Items listed in a dataset:
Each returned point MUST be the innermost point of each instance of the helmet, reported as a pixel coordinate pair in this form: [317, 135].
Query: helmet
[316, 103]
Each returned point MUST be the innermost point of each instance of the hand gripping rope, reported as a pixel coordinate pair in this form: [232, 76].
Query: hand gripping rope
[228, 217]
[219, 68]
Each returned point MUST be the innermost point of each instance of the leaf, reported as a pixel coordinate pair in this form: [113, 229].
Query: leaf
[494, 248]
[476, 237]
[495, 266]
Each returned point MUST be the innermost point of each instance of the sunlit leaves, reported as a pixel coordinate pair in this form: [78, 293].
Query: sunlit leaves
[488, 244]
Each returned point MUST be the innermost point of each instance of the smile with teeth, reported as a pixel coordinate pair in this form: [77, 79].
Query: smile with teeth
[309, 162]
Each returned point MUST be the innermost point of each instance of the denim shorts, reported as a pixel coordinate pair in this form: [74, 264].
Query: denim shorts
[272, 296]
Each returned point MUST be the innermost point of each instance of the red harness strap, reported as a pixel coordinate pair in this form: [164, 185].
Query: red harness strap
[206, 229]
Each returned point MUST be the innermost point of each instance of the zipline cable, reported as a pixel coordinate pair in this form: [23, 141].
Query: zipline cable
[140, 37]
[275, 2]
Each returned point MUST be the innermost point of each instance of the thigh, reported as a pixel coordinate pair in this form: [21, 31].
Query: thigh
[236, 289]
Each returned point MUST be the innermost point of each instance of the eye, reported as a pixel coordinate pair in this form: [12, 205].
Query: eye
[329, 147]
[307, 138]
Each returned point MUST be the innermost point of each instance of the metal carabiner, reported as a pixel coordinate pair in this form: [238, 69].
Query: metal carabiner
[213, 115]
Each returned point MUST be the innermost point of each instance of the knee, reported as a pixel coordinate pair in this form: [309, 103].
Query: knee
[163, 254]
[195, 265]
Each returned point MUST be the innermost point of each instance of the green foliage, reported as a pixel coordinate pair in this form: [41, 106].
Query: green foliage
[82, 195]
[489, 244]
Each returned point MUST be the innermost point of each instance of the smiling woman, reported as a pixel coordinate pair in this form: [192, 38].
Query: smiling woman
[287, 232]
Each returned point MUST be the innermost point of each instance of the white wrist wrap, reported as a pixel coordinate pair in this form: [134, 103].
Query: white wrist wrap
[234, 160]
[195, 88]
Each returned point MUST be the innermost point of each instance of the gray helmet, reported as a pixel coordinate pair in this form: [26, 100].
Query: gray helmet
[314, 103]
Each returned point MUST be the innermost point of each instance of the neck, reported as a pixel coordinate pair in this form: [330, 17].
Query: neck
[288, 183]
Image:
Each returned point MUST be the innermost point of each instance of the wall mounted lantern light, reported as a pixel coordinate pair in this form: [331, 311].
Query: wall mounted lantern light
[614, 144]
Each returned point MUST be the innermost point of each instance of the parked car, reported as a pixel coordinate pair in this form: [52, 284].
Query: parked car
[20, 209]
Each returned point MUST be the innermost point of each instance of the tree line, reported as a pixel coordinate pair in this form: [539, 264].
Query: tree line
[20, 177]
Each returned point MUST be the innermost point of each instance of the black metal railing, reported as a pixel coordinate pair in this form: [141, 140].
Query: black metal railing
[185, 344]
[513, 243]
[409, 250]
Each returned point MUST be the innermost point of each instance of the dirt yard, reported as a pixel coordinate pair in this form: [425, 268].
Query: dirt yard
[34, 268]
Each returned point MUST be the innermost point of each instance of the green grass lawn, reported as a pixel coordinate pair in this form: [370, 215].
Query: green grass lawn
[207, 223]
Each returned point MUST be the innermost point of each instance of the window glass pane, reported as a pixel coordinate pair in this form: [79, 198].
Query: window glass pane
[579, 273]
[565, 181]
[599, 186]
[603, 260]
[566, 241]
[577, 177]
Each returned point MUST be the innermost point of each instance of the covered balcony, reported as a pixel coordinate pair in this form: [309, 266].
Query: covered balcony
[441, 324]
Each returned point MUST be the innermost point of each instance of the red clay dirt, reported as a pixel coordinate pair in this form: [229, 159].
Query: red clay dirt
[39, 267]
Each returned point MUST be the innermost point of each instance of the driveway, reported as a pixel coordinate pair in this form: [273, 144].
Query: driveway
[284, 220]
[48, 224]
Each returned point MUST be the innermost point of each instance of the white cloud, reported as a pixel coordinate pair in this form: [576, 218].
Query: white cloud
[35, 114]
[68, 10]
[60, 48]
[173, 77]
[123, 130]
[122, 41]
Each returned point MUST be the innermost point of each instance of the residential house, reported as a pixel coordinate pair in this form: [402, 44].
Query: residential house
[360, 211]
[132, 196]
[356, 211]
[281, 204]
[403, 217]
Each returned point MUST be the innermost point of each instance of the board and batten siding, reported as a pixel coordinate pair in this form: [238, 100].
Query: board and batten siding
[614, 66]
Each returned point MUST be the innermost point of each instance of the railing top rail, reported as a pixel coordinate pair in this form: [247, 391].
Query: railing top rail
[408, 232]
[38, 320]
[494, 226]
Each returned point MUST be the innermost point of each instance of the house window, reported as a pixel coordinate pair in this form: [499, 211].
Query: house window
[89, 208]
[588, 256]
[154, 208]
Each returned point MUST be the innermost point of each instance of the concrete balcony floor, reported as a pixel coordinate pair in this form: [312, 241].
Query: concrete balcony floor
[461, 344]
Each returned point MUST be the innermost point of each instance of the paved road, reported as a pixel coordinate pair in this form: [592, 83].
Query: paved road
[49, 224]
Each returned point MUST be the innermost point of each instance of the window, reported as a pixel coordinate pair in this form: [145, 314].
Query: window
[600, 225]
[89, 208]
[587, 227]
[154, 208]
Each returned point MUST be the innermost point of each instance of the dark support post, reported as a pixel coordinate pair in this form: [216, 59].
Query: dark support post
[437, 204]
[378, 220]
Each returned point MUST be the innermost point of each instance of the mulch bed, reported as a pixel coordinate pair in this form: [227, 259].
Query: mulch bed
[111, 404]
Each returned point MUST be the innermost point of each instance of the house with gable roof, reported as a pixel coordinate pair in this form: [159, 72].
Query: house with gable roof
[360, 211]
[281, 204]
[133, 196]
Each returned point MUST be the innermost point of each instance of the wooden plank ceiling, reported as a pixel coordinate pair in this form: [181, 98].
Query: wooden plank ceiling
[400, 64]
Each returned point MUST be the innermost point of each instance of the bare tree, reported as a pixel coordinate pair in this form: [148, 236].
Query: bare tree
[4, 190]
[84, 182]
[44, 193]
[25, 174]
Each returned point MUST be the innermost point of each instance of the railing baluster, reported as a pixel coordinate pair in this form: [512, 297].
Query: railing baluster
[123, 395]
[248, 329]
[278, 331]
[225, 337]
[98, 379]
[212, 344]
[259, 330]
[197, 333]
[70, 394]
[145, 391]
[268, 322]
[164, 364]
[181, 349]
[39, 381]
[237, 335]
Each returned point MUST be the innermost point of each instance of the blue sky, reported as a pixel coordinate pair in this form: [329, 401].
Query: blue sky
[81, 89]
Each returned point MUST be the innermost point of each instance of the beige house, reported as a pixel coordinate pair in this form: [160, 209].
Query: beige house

*What to produce*: Retype the data. Every line must match the original exactly.

*Result of the task*:
Each returned point MUST be the innermost point of each instance of the helmet, reported as a pixel coordinate pair in this form: [317, 135].
Query: helmet
[316, 103]
Each returned point MUST be the innermost point of each instance of the hand gripping rope, reported as a pixel coordinate pair in this form: [232, 76].
Query: hand gripping rope
[228, 217]
[219, 68]
Each returned point MUST be the innermost point of each instance of the leaf, reported as a pixel coordinate pair in this form: [113, 229].
Query: leaf
[494, 248]
[476, 237]
[495, 266]
Each returned point MUST be the innermost point of each instance of the sunlit leaves, reported as a pixel coordinate pair in this form: [78, 293].
Query: sunlit leaves
[488, 244]
Each returned point MUST be the innermost point of each instance of the smile with teeth, reported as a pixel coordinate pair in this form: [77, 79].
Query: smile with teeth
[309, 162]
Each returned point MUST be the innermost point of each instance of the denim shorts, reported as a pixel coordinate pair in this form: [74, 264].
Query: denim shorts
[272, 296]
Each returned point MUST be the innermost point of each instance of the red harness strap, reported as a pixel coordinate pair in this form: [164, 185].
Query: red harness strap
[206, 229]
Each returned point MUST be the innermost point of each instance of the zipline cable, reported as a pixel coordinate pair in this form: [23, 141].
Query: zipline cable
[140, 37]
[275, 2]
Each returned point MUST be the innermost point of each instance of the thigh, reported as a pixel coordinate pair in this form: [21, 31].
Query: thigh
[236, 289]
Each returned point MUST be the innermost point of each instance of the eye, reported as a pixel coordinate pair in this form: [12, 205].
Query: eye
[329, 147]
[307, 138]
Each returned point MUST be the innermost point of each instance of the metal carabiner, reported as a pixel coordinate pair in this form: [238, 69].
Query: metal carabiner
[213, 115]
Each returned point MUST be the innermost point of each instance of the knee, reported as a pixel coordinate pair in this form: [309, 103].
Query: knee
[163, 254]
[195, 265]
Each returned point MUST be the innermost point of each instance of the green foliage, reported as a pixel coordinate pair in this form: [41, 106].
Query: green foliage
[82, 195]
[489, 244]
Each returned point MUST be the innermost point of each instance of the smiling woman, reported as a pixel coordinate pair in this form: [192, 38].
Query: smiling woman
[287, 232]
Each returned point MUST be the innermost point of each instance of the white wrist wrap, reported as a pixel coordinate pair in this form: [134, 103].
Query: white wrist wrap
[234, 160]
[195, 88]
Each returned point MUST be the innermost point of each instance of the gray helmet, reported as a pixel coordinate pair in this form: [26, 100].
Query: gray helmet
[314, 103]
Each returned point MUST be the innermost point of each instance of the neck, reported as a pixel coordinate pair in this form: [330, 17].
Query: neck
[288, 183]
Image:
Each returned point MUST be the innermost point of each instance of the wall mounted lantern light, reported as a pixel coordinate pair in this form: [331, 311].
Query: wall mounted lantern light
[614, 144]
Each returned point MUST be the innermost point of each instance of the parked car, reported as a pixel coordinate pair in this form: [52, 284].
Query: parked car
[20, 209]
Each returned point MUST be the innermost point of each instance of the tree line, reported as a pixel coordinate pair in this form: [539, 264].
Query: tree line
[20, 177]
Each returned point MUST be the innermost point of each instance of the black metal railing, reported as a pixel coordinate pair in this form: [141, 140].
Query: black metal railing
[185, 344]
[513, 243]
[409, 250]
Each returned point MUST be the innermost point of each instance of the dirt yard, reported as a pixel coordinate pair in this form: [425, 268].
Query: dirt yard
[34, 268]
Each returned point MUST be the innermost point of each instance of the green grass lawn, reported as a pixel coordinate pair in this form: [370, 215].
Query: green grass lawn
[207, 223]
Each returned point MUST be the innermost point of each instance of the window glass pane, reported as a pixel coordinate pair in this form: [79, 198].
Query: window glass pane
[579, 273]
[565, 181]
[599, 186]
[603, 260]
[566, 241]
[577, 177]
Each returned point MUST be the innermost point of each instance of the covered balcony, reported as a pixel coordinate pair in this form: [309, 266].
Query: covered balcony
[441, 324]
Each returned point MUST be the innermost point of each instance of the red clay dirt, reported as a pixel coordinate pair in this form: [229, 159].
Query: red clay dirt
[39, 267]
Each returned point MUST be the innermost point of each instance of the driveway, reported as a pixel coordinate pair in this form: [273, 144].
Query: driveway
[284, 220]
[48, 224]
Each returned point MUST be the innermost point of each instance of the white cloud, reported as a pixel coordinate pair in this form: [576, 218].
Query: white cloud
[35, 114]
[68, 10]
[60, 48]
[173, 77]
[123, 130]
[122, 41]
Each returned point MUST be the innermost point of each instance of the residential house, reported as a pixel coordinate pair in this form: [402, 44].
Query: residential house
[360, 211]
[132, 196]
[356, 211]
[281, 204]
[403, 217]
Each returned point MUST be the innermost point of each instance of the board and batten siding, reported as a pixel coordinate pair in this form: [238, 100].
Query: board and batten siding
[614, 66]
Each returned point MUST be the innermost point of each instance of the railing top rail, reported as a pixel coordinate pair in this form: [247, 391].
Query: railing top rail
[408, 232]
[38, 320]
[494, 226]
Each returned point MUST be the innermost point of each instance of the house window, reported as a pixel coordinate pair in this form: [499, 211].
Query: house window
[89, 208]
[588, 256]
[154, 208]
Each returned point MUST be the innermost point of each instance of the concrete balcony floor, reported as a pixel coordinate pair in this form: [312, 241].
Query: concrete balcony floor
[461, 344]
Each returned point MUST be the innermost point of each instance of the paved road, reported as a pixel coordinate pair in this form: [592, 83].
Query: paved road
[49, 224]
Each returned point MUST be the innermost point of each instance of the window, reported as a pixel coordinate pair in this form: [145, 314].
Query: window
[600, 225]
[89, 208]
[587, 227]
[154, 208]
Each returned point MUST be the innermost point of each instance of the dark support post, reported as a pixel coordinate pair in this form: [216, 59].
Query: dark support post
[437, 204]
[378, 220]
Each returned point MUST be the innermost point of each instance of the mulch bed, reported as a pixel coordinate pair in this form: [227, 259].
Query: mulch bed
[111, 404]
Each returned point MUST be the innermost point of each instance of the house with gable roof, reported as a pixel coordinate pair in this form: [159, 72].
Query: house with gable roof
[360, 211]
[281, 204]
[133, 196]
Each returned point MUST be the innermost point of each instance of the wooden plank ceiling, reported as a pixel coordinate pair in this form: [181, 98].
Query: wooden plank ceiling
[400, 64]
Each returned point MUST be the innermost point of each instance of the bare tree, reported as a pixel coordinate pair in this form: [148, 236].
Query: bare tree
[4, 190]
[84, 182]
[44, 193]
[25, 174]
Each returned point MUST be the innermost point of each instance of the railing baluster, reported as a pixel coordinate pair in this form: [512, 297].
Query: railing baluster
[123, 395]
[248, 329]
[278, 331]
[225, 337]
[98, 379]
[212, 344]
[259, 330]
[197, 333]
[70, 394]
[145, 391]
[268, 322]
[164, 364]
[181, 349]
[39, 381]
[237, 335]
Each returned point MUST be the innermost point of each instance of the blue sky, reported as a pixel coordinate pair in this form: [329, 401].
Query: blue sky
[81, 89]
Each returned point MUST be the innermost point of each instance of the beige house, reported as a pixel coordinate pair in this form: [160, 209].
Query: beige house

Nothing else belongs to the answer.